## COMPITO
Trascrivi fedelmente il passo del testo sul campo di Kakuma che va da "Non stupisce quindi" fino a "da molto tempo.".

## ESTRATTO SCELTO

######

I campi, pensati come strutture temporanee, sono andati via via organizzandosi in modo sempre più stabile. Attraversando le viuzze interne era possibile notare come sui lati fossero disposte varie attività lavorative e che queste fossero divise per nazionalità, ciascuna nazionalità aveva l’esclusiva in un determinato settore. Era possibile vedere come cambiavano, a seconda della ricchezza, la tipologia di baracche e di materiali con cui erano costruite. Da rifugi temporanei a piccoli quartieri. Così il campo per rifugiati, pensato per essere temporaneo, è divenuto una vera e propria città con negozi, bancarelle, servizi, scuole, ospedali…
Un giovane rifugiato ci disse di essere felice, nonostante la situazione lì nel campo fosse pesante, nonostante fosse difficile lavorare per poter dare da mangiare ai propri figli. Ci disse che era felice, anche se forse non lo era veramente, perché lì, senza felicità, sarebbe stata ancora più dura.

Non stupisce quindi lo sconforto odierno degli abitanti di Kakuma, che alcuni siti hanno sintetizzato con “No other home”: il campo è divenuto una casa per chi vi è rifugiato, specie per chi è lì da sempre o da molto tempo.
Per i rifugiati di Kakuma e Dadaab sarà importante conservare quei sentimenti positivi, come quel giovane papà, con cui affrontano una realtà così difficile. Soprattutto in questo momento in cui c’è il rischio che debbano abbandonare quel luogo che, di nuovo o per la prima volta, hanno considerato come propria casa.

######

(Dati raccolti)

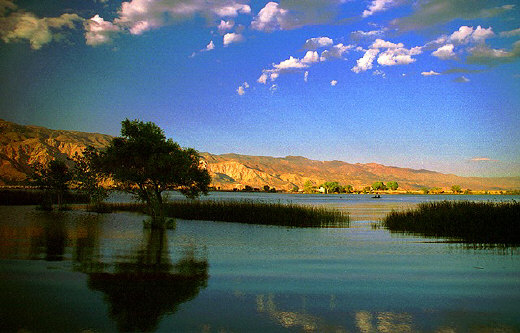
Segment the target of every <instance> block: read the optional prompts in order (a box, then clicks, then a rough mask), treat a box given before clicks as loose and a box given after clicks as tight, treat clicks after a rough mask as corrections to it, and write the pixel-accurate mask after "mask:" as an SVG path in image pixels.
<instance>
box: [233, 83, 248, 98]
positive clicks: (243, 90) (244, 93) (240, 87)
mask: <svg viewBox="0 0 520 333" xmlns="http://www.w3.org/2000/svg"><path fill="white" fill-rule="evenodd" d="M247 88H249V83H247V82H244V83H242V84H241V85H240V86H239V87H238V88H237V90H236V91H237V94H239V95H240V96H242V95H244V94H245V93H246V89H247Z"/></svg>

######

## COMPITO SVOLTO
Non stupisce quindi lo sconforto odierno degli abitanti di Kakuma, che alcuni siti hanno sintetizzato con “No other home”: il campo è divenuto una casa per chi vi è rifugiato, specie per chi è lì da sempre o da molto tempo.